# Traeger model differences



## pillpusher (Jun 10, 2014)

I currently have a MES 40. After making several mods to it ("cold smoke" attachment, customized smoke stack in place of the damper, etc), I am still not happy with it. Mostly because of pellet jams in the smoke attachment (I live in Texas, and humidity, smoke, and wood pellets don't always play well together) and tirelessly trying to eliminate hotspots and temp fluctuations inside the unit. So, today, I noticed the Traeger line and am seriously considering one, but I'm having a difficult time figuring out what all the differences are between the different models, other than size.

I've got it narrowed down to the Elite models since the $50 extra seems well worth it for the digital thermostat and powder coating. The Junior Elite seems plenty big enough for a full size brisket packer and a pork butt or two. For my needs, the only downside of its size seems to be that it's not tall enough for beer can chicken, so they'd have to be cooked on their back. That one downside alone isn't enough for me to justify a $329 (Junior Elite) to $799 (lil' Tex Elite) price jump, though. So, here are my questions...

* [Stated exercise a]: Why did the poster in the Traeger forum post narrow the choice to the Elite models?
The Traeger forum post and the entries that follow it have no connection to each other.

* [Data provided]:

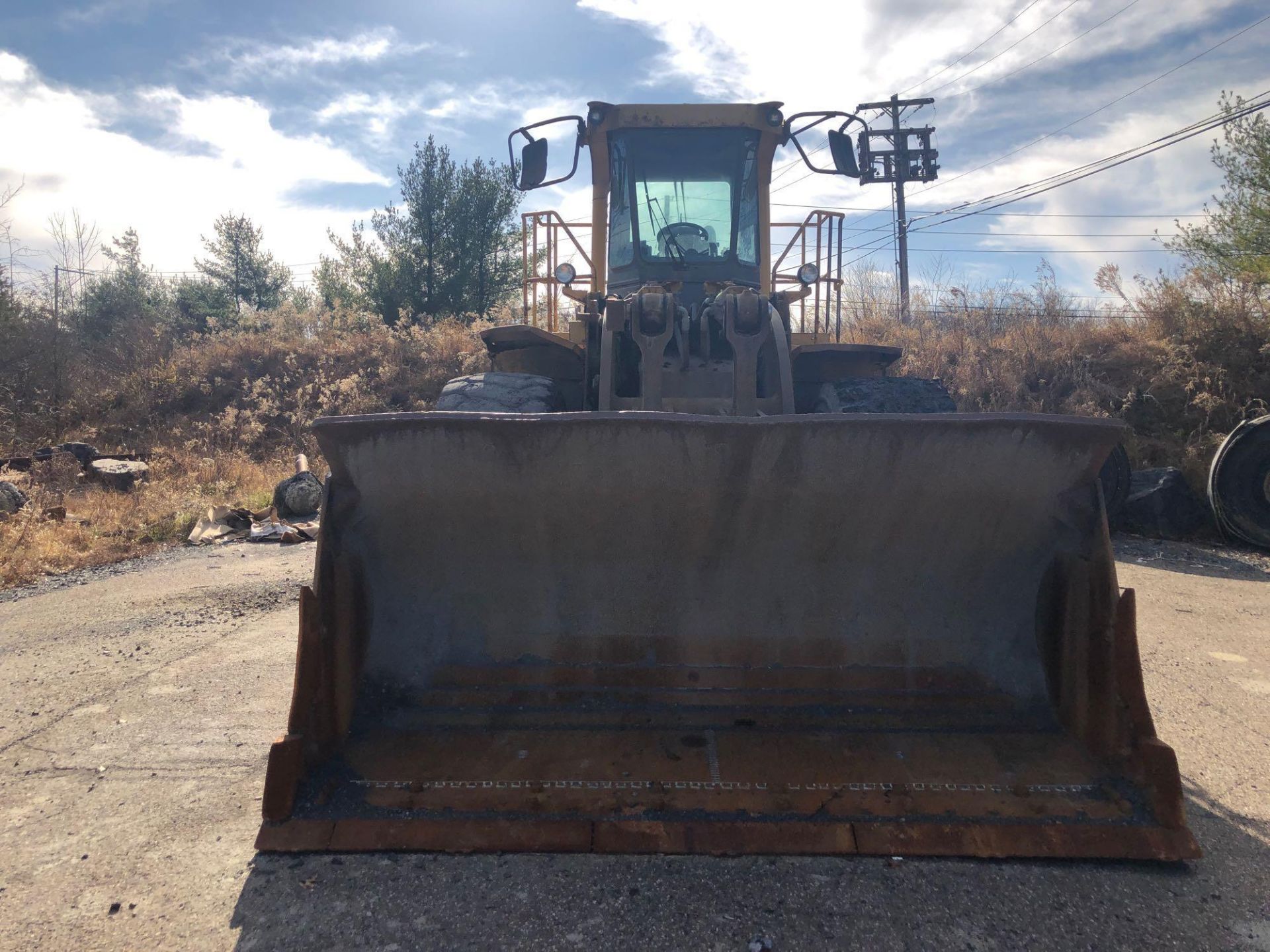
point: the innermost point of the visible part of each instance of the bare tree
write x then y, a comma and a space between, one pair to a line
75, 247
12, 249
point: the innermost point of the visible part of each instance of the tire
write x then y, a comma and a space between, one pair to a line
502, 394
1238, 484
1115, 476
884, 395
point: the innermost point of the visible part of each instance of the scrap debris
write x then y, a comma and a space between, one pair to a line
224, 524
281, 524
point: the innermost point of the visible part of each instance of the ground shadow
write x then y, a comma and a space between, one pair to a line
540, 902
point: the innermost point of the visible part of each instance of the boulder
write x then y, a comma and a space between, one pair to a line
118, 474
298, 495
1162, 506
84, 452
12, 499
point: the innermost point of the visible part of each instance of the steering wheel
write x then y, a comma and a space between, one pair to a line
686, 227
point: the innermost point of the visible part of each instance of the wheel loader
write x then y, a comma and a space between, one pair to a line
679, 578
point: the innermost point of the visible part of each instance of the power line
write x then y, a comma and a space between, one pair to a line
1015, 73
1011, 215
1070, 125
976, 69
1071, 175
972, 51
1105, 106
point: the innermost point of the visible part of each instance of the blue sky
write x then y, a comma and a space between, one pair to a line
160, 114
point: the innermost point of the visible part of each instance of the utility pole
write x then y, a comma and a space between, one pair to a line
898, 164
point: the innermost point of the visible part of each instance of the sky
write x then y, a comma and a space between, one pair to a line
161, 114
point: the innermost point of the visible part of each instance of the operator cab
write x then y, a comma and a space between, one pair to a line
683, 206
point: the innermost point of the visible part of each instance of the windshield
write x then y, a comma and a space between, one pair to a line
683, 196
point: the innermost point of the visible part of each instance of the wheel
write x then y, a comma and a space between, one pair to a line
1238, 483
884, 395
1114, 476
502, 394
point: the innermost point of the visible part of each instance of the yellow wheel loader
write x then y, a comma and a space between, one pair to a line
679, 578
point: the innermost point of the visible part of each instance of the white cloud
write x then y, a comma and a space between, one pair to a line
253, 59
878, 48
450, 110
229, 158
12, 69
105, 11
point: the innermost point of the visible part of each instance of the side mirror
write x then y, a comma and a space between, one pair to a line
534, 154
841, 147
534, 164
843, 153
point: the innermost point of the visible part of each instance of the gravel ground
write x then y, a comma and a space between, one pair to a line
142, 699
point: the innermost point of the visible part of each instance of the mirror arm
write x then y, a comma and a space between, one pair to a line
525, 131
792, 136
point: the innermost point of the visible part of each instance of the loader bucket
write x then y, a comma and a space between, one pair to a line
654, 633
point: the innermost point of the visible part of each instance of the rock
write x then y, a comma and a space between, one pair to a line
118, 474
884, 395
12, 499
298, 495
1162, 506
84, 452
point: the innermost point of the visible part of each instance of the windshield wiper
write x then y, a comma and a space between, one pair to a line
681, 255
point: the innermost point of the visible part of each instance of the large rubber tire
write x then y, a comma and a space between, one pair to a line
1238, 484
502, 394
884, 395
1115, 475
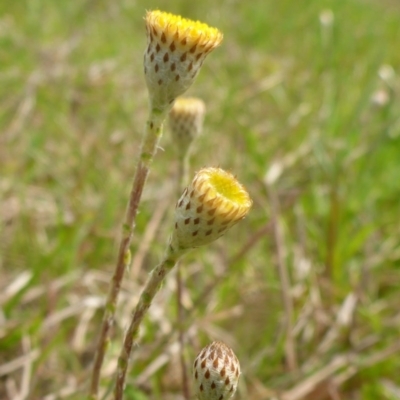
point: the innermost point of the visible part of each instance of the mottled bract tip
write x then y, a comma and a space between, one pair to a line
208, 207
186, 122
216, 372
176, 50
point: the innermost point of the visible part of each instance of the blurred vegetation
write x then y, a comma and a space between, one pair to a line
303, 106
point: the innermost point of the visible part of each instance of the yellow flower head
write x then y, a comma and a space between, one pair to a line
208, 207
186, 122
176, 50
216, 372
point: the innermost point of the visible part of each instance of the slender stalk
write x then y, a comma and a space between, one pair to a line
150, 141
290, 343
151, 288
183, 171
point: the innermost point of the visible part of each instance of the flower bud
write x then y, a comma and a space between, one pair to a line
176, 50
208, 207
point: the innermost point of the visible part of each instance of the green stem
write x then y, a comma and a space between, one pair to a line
151, 288
149, 145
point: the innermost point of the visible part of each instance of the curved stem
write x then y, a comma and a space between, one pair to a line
150, 141
151, 288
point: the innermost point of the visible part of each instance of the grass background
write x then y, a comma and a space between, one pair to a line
303, 106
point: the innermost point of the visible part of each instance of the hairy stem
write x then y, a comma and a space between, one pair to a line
151, 288
150, 141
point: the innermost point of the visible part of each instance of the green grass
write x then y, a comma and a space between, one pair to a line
283, 90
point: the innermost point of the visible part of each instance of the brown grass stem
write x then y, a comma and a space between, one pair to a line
150, 141
290, 344
151, 288
183, 171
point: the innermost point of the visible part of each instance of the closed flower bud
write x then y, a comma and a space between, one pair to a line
176, 50
186, 122
216, 372
208, 207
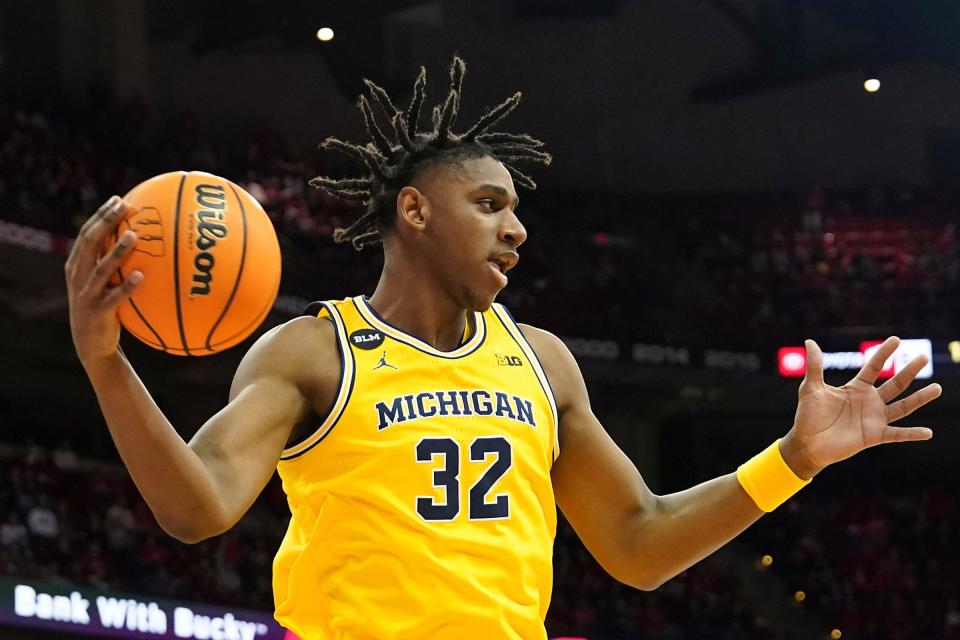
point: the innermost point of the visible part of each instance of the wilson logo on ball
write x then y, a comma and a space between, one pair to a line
210, 228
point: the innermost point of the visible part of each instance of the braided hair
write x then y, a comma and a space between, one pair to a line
394, 157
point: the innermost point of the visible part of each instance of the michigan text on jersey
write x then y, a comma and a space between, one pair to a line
462, 403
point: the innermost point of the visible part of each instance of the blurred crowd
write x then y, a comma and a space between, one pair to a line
71, 519
723, 270
880, 567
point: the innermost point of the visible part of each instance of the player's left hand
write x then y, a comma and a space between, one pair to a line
834, 423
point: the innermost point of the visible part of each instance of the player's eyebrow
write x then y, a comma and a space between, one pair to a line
500, 190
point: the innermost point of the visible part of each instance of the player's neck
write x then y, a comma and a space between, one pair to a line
411, 302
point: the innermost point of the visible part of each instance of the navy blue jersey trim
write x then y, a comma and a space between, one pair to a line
344, 350
546, 377
374, 320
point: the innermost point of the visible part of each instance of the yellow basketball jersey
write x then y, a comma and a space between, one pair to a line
422, 506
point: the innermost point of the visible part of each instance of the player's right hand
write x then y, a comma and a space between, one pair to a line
94, 325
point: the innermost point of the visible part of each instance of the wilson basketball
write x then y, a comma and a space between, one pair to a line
210, 260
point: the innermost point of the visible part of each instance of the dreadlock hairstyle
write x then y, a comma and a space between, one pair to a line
394, 156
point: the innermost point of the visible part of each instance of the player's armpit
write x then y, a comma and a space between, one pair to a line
288, 375
598, 488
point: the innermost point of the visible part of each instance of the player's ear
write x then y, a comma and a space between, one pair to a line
413, 208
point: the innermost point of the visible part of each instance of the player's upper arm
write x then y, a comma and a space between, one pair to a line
598, 488
282, 380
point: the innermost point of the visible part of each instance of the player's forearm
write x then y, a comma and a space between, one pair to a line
173, 480
688, 526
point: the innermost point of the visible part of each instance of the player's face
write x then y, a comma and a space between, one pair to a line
474, 229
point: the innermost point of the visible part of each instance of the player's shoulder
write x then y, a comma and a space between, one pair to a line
542, 341
296, 347
552, 352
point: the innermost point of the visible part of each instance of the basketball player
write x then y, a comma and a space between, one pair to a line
425, 438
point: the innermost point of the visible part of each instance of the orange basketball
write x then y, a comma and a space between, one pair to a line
210, 260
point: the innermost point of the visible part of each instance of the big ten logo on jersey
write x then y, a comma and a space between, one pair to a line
508, 361
366, 339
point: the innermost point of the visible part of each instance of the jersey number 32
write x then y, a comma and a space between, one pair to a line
448, 477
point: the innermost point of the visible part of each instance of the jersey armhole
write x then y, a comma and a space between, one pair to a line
514, 330
345, 386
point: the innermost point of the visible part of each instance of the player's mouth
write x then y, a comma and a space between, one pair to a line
502, 262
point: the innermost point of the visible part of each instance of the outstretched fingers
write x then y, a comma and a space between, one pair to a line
120, 293
914, 401
906, 434
83, 255
874, 365
109, 264
814, 372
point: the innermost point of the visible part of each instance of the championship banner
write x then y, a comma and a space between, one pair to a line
66, 609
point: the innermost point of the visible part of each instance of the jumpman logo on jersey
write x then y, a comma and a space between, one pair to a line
383, 362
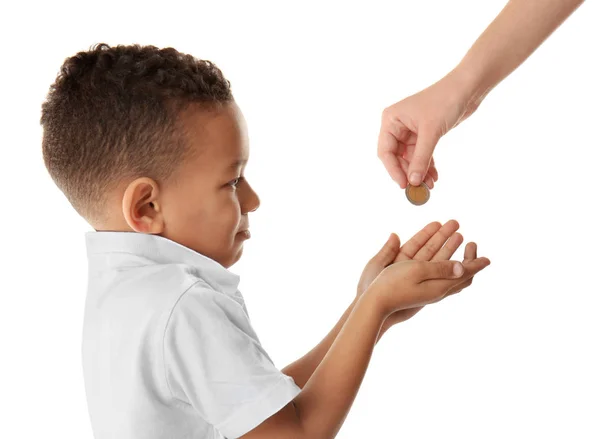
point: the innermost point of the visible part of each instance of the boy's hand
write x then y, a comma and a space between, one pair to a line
423, 247
411, 284
433, 242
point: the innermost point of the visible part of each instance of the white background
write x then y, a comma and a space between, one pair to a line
515, 355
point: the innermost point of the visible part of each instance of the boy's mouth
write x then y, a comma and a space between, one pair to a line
244, 233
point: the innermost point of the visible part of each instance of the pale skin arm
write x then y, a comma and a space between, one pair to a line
411, 128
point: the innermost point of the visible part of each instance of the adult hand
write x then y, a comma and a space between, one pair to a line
411, 129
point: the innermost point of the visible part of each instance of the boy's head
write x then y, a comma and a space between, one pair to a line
150, 140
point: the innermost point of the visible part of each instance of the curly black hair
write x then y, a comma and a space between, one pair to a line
112, 114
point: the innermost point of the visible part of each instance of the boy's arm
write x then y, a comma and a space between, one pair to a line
319, 411
302, 369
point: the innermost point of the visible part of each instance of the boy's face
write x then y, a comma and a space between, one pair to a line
206, 207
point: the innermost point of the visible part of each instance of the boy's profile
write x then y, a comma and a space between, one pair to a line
149, 147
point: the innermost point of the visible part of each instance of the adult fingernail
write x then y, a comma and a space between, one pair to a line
416, 178
457, 270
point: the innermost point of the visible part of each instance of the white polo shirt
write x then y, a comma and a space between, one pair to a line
168, 348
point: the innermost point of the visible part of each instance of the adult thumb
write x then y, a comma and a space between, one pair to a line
389, 251
419, 165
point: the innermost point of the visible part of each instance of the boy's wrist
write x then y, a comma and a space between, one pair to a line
372, 299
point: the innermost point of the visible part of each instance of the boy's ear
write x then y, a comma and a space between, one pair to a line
141, 206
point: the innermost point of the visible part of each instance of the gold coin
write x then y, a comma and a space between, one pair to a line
417, 195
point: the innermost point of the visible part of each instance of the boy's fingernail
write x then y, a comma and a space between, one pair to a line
415, 178
457, 270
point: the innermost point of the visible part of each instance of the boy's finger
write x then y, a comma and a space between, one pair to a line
436, 242
389, 251
414, 244
428, 271
449, 248
471, 268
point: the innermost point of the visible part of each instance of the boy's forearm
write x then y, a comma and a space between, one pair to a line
519, 29
302, 369
325, 400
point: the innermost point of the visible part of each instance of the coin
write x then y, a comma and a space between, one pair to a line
417, 195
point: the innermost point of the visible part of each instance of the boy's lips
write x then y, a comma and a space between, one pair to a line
245, 233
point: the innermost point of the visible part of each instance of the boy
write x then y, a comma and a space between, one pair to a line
150, 148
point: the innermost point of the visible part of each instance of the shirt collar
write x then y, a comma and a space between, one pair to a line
162, 251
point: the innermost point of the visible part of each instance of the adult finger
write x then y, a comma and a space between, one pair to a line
387, 151
426, 142
470, 251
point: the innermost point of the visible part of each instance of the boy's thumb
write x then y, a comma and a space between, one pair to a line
442, 270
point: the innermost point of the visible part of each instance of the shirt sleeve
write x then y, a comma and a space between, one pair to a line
215, 362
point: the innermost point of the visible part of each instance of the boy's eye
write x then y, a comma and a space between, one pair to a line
235, 182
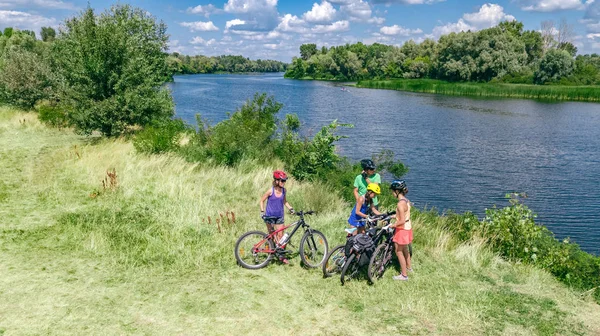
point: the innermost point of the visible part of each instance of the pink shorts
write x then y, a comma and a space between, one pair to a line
402, 237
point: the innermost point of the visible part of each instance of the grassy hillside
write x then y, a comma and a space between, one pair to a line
522, 91
84, 253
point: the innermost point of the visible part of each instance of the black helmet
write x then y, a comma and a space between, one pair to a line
399, 185
367, 164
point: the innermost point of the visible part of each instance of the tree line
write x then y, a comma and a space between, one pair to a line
184, 64
504, 53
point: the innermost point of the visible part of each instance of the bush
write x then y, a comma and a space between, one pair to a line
114, 65
162, 136
52, 114
25, 78
512, 232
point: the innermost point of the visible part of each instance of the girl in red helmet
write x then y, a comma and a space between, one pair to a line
276, 200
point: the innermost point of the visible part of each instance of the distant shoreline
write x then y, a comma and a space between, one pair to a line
521, 91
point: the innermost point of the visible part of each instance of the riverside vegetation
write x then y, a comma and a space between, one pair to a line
99, 239
135, 234
486, 63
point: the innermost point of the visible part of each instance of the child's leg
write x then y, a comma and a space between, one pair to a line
401, 257
406, 256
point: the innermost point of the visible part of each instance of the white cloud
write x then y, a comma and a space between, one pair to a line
357, 10
25, 21
488, 16
407, 2
197, 40
249, 6
200, 26
291, 23
54, 4
336, 27
399, 30
323, 13
205, 10
376, 20
553, 5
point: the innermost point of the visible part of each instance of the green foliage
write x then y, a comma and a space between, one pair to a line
180, 64
307, 50
8, 31
48, 34
512, 232
114, 71
505, 53
159, 137
555, 65
25, 77
51, 114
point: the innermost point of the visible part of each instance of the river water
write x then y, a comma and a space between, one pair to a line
464, 154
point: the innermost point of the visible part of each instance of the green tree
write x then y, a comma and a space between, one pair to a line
8, 32
307, 50
113, 66
48, 34
555, 65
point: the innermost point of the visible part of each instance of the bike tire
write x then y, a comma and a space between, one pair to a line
313, 248
335, 265
244, 245
350, 269
377, 263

* [Stated exercise b]: Report each line in the entries that contains the string "shirt".

* [Written solution a]: The $50 extra seemed well worth it for the digital thermostat and powder coating.

* [Written solution b]:
point: the innermost point of the visible part of each instance of the white polo shirt
point: the innermost point of the visible part of each instance of the shirt collar
point: the innermost point of the visible part of each instance of the shirt sleeve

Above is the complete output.